[Collected data entries]

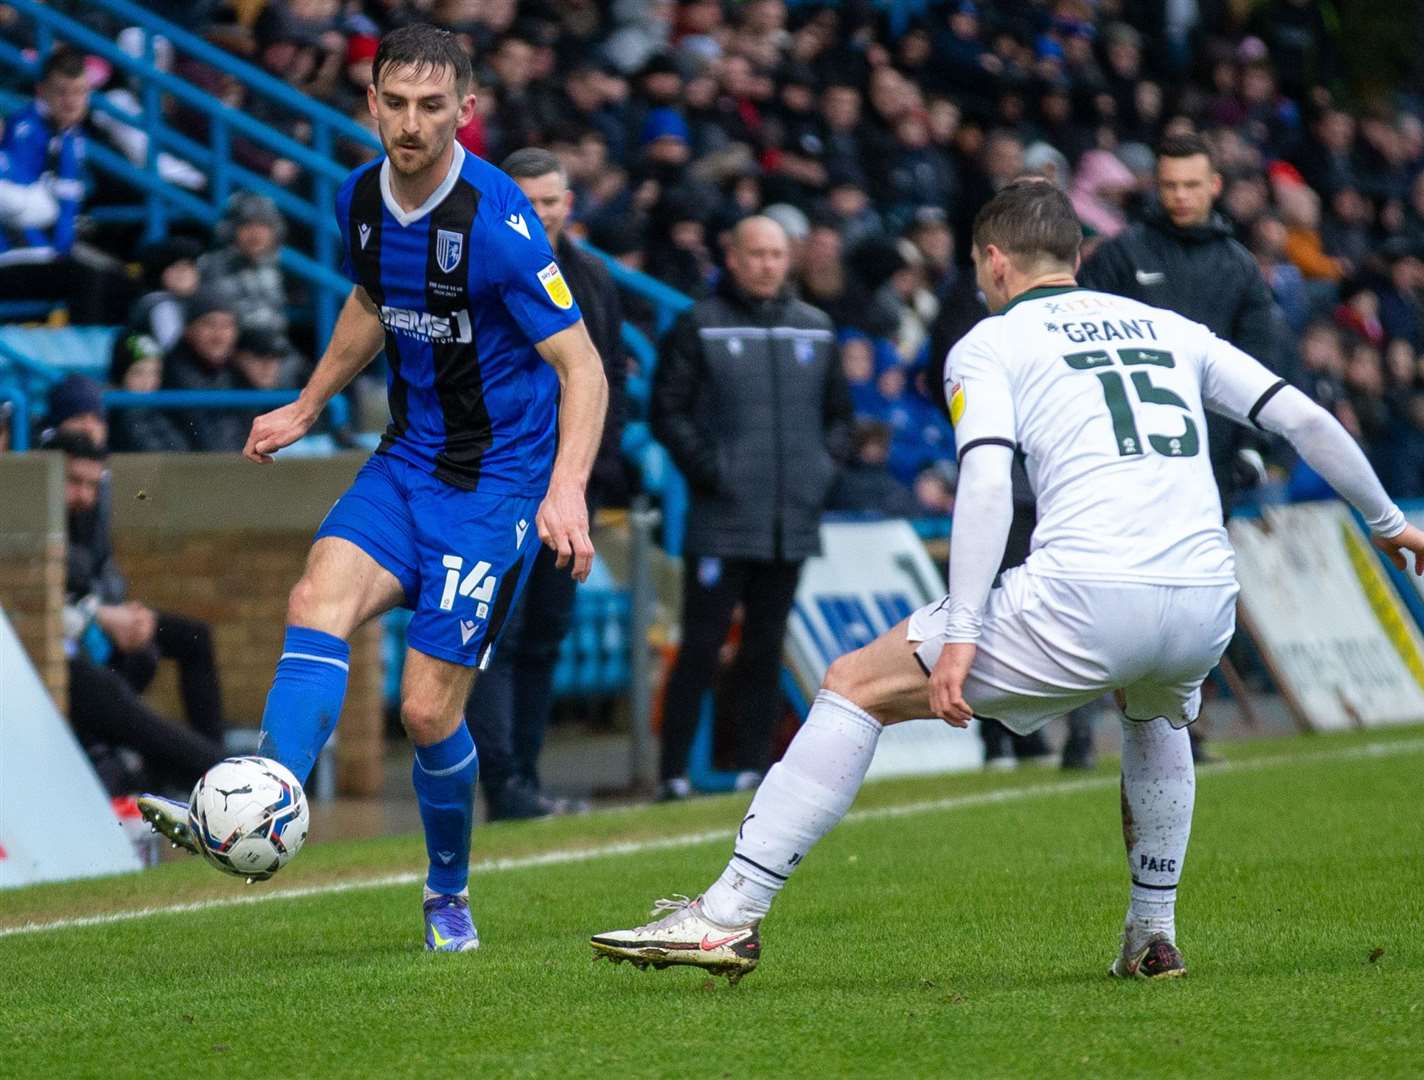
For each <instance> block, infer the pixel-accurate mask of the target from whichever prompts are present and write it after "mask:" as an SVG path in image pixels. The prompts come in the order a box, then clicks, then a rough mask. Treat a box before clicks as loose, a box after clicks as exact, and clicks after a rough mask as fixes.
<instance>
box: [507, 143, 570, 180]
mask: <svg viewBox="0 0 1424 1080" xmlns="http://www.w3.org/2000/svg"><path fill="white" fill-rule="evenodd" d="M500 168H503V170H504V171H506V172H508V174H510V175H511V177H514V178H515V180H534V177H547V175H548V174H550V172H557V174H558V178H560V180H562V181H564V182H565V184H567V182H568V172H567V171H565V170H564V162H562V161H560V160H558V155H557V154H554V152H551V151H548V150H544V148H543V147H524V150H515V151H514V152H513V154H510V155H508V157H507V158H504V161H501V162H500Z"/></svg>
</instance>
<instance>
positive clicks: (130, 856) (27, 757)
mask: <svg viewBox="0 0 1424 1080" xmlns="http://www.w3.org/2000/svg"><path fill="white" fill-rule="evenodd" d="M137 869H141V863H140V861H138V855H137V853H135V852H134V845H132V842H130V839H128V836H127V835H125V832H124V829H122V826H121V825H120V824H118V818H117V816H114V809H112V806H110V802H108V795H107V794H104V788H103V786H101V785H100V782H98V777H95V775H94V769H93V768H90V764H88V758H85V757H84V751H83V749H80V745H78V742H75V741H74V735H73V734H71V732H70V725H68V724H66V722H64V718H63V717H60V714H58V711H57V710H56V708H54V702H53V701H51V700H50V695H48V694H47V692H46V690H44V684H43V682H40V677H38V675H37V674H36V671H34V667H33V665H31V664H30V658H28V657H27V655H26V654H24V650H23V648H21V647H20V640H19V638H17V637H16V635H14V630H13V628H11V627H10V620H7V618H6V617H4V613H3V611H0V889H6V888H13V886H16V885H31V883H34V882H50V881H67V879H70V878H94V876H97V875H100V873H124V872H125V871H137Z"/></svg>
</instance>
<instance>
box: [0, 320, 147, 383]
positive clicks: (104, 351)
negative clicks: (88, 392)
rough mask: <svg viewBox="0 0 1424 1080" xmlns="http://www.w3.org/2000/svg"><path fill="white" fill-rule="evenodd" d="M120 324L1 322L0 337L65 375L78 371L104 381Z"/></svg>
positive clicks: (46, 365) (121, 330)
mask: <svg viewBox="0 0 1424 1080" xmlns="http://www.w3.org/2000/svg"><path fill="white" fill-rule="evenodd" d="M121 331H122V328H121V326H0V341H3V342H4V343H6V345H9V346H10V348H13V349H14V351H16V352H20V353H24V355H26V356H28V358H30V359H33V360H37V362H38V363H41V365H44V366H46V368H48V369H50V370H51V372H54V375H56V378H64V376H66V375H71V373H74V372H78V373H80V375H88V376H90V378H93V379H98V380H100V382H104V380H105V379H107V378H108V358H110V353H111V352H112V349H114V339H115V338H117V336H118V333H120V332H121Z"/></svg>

◆ **Activity**: Please show, copied in full, each line of the material above that contains the word "rough".

◆ **Finished task**:
For each <instance> block, infer the pixel-accurate mask of the target from whichever prompts are present and write it after "mask:" as an SVG path in image pixels. The prompts come in the order a box, then clicks, then a rough mask. Treat a box before clicks as loose, a box after clicks as exact, and clicks after a rough mask as fixes.
rough mask: <svg viewBox="0 0 1424 1080" xmlns="http://www.w3.org/2000/svg"><path fill="white" fill-rule="evenodd" d="M120 324L1 322L0 337L65 375L78 371L104 381Z"/></svg>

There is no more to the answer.